Mumbai: Try and try again till you succeed, seems to be the motto of Indian para table tennis player Bhavina Patel. The 34-year-old, who on Friday assured India its first medal in table tennis at the Paralympic Games, made her international debut in 2009 at Jordan and won her first medal in 2011, a silver by beating her Chinese opponent at the Para Table Tennis Thailand Open.
There was no stopping her as Bhavina won a historic silver medal, India’s first, in Asian Regional Championship in 2013. She continuously playing international tournaments in various countries like Jordan, Taiwan, China, South Korea, Germany, Indonesia, Slovenia, Thailand, Spain, the Netherlands, and Egypt but a gold medal continued to elude her.
Bhavina continued to try, working hard to improve her game and she finally bagged her first gold medal — in singles at the International Para Table Tennis Championship in Bangkok, Thailand in 2019.
In between, the 34-year-old Bhavina continued to suffer setbacks. The 34-year-old ESIC employee based at Ahmedabad had qualified for the Rio 2016 Paralympics but could not play because of a technicality. She was India’s best hope in para TT at the 2010 Commonwealth Games but lost in the quarterfinals. But Bhavina maintained her composure and continued to try harder, and harder.
--------------------------------
▶ **YOUR GOAL**: Please summarize the passage on Bhavina Patel in two sentences. The listing after this passage was taken from a separate source.

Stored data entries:
--------------------------------
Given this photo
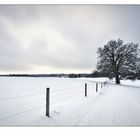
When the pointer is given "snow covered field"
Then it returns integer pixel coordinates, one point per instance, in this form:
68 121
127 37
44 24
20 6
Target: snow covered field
22 102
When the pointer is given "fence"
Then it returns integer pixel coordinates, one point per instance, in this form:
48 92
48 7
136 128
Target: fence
39 96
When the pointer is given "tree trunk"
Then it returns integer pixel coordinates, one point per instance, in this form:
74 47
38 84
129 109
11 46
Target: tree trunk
117 78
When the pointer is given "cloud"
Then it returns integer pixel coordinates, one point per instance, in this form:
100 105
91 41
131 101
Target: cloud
47 38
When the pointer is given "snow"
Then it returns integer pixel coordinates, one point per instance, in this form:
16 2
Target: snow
22 102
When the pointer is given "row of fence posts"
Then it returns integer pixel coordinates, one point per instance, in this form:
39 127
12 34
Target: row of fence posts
48 96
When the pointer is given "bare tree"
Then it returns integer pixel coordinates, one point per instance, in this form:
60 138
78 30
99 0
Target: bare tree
116 57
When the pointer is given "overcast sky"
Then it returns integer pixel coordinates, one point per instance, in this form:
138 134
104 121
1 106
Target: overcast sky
61 38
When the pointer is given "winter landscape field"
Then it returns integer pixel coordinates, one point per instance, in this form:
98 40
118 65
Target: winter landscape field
23 102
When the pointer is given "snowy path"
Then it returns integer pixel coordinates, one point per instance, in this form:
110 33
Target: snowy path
112 106
117 107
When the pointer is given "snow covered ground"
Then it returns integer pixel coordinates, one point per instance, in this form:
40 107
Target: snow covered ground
22 102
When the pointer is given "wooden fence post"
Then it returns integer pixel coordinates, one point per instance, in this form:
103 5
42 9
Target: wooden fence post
96 87
47 101
85 89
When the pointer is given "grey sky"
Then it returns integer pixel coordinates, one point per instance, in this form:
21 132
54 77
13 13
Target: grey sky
61 38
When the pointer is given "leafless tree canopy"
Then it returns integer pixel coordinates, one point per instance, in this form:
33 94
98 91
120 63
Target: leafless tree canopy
117 58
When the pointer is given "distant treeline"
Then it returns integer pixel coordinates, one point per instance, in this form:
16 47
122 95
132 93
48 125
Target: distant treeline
71 75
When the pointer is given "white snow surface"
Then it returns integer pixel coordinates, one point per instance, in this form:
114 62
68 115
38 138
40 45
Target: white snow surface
23 102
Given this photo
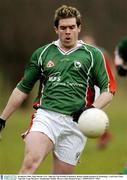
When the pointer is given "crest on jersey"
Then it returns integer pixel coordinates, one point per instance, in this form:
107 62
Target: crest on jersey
50 64
77 64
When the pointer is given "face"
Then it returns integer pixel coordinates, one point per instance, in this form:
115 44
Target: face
68 33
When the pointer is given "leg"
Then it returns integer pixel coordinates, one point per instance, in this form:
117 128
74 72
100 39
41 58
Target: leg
37 146
60 167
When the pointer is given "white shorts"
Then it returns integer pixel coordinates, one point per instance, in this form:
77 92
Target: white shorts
68 140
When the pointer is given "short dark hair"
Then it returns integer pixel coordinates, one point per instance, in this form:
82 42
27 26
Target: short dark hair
64 12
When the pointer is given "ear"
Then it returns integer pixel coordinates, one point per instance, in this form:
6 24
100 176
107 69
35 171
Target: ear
56 29
79 28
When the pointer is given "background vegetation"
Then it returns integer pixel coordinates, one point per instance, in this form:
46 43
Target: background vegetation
26 25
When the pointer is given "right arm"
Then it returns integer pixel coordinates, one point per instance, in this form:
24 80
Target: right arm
16 99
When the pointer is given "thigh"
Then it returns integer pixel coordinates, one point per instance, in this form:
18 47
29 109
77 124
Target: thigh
38 144
60 167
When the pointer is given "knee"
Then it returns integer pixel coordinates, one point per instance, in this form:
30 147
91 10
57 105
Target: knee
30 164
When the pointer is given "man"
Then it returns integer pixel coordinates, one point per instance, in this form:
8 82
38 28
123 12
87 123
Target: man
104 140
120 63
69 69
121 57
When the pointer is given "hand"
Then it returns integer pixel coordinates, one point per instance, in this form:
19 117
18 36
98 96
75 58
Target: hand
79 112
121 70
2 124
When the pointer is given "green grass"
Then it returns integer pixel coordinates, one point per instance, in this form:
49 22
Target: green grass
93 161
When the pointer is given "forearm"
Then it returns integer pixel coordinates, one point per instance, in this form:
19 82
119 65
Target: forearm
103 100
16 99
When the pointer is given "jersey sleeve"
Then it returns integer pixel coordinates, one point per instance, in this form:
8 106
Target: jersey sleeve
101 70
31 75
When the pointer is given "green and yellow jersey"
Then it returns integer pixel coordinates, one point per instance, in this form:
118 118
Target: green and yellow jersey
69 77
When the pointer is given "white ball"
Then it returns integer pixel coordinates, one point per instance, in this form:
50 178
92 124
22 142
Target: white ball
93 122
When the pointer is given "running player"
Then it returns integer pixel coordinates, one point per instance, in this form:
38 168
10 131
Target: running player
104 140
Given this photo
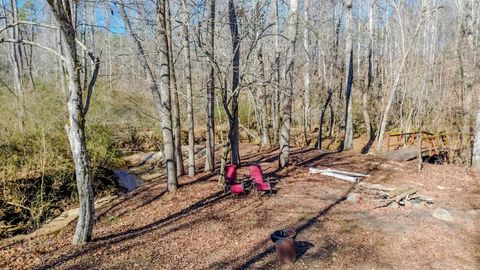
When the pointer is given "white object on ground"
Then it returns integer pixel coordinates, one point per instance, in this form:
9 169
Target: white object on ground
343 175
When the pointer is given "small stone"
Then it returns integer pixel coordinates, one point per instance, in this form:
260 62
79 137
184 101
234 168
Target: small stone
393 205
353 197
419 205
473 211
442 214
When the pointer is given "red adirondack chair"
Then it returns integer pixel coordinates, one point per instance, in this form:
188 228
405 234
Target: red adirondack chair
231 178
257 175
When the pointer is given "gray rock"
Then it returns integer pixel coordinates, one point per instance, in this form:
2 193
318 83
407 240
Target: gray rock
393 205
126 181
442 214
353 197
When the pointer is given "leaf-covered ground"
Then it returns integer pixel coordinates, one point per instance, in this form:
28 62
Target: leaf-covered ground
200 227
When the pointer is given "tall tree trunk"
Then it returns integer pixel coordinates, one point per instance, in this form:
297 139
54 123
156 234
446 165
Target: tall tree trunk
--------------------------------
▶ **EXERCISE SOLUTION**: Indian para table tennis player Bhavina Patel, who made her international debut in 2009 and won her first medal in 2011, assured India its first Paralympic table tennis medal and had earlier won India's first silver medal at the Asian Regional Championship in 2013. Despite setbacks such as missing the Rio 2016 Paralympics because of a technicality and losing in the quarterfinals at the 2010 Commonwealth Games, she kept working to improve and won her first gold medal in singles at the International Para Table Tennis Championship in Bangkok in 2019.